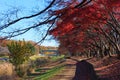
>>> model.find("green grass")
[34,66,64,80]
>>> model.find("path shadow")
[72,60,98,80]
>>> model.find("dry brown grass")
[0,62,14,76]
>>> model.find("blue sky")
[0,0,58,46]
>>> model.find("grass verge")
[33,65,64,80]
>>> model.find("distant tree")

-.-.-

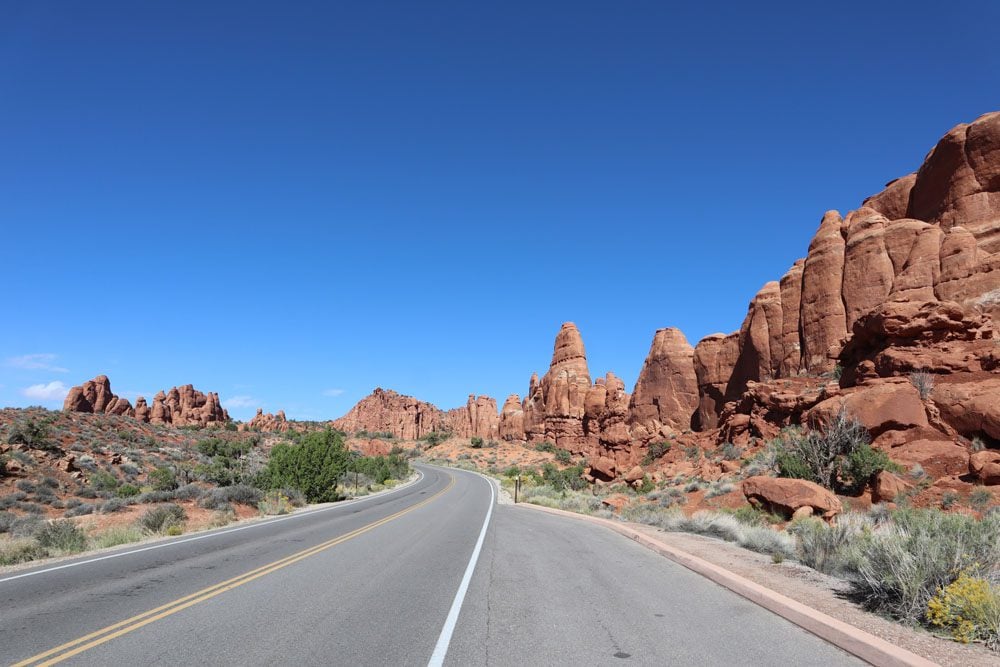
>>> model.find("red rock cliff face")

-.-.-

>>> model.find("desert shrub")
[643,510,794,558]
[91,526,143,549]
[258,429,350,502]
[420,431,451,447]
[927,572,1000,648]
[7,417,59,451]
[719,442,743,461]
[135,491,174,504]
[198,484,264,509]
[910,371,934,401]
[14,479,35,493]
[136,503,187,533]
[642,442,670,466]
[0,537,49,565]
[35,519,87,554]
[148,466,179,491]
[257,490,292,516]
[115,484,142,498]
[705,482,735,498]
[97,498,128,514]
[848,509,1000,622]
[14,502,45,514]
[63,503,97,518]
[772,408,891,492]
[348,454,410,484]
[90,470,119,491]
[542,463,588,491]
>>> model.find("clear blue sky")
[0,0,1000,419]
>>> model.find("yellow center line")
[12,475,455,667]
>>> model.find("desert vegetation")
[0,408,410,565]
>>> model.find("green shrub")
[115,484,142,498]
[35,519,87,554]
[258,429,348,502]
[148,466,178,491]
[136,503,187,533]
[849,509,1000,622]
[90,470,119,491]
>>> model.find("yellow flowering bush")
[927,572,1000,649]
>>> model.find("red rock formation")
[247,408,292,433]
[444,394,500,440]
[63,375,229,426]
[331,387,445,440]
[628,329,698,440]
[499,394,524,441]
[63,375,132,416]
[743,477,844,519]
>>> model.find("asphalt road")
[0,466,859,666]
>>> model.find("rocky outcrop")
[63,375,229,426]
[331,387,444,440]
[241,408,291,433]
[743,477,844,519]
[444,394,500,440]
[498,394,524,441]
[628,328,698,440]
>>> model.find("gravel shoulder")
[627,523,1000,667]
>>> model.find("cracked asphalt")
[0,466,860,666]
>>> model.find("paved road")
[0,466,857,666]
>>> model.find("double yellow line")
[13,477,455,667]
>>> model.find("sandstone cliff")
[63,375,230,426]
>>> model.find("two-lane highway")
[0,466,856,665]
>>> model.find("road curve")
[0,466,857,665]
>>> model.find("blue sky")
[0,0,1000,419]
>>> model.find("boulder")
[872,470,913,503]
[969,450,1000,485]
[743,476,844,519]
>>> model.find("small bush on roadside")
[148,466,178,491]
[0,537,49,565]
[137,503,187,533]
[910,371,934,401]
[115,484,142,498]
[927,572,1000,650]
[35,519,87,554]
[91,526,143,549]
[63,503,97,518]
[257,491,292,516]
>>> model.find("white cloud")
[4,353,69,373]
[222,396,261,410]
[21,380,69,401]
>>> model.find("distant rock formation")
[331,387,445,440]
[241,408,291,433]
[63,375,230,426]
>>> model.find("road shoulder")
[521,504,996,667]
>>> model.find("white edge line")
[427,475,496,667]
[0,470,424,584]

-.-.-

Please collect every line above that contains the string "shrub", where case counts.

>>> model.find("desert shrub")
>>> model.find("green shrub")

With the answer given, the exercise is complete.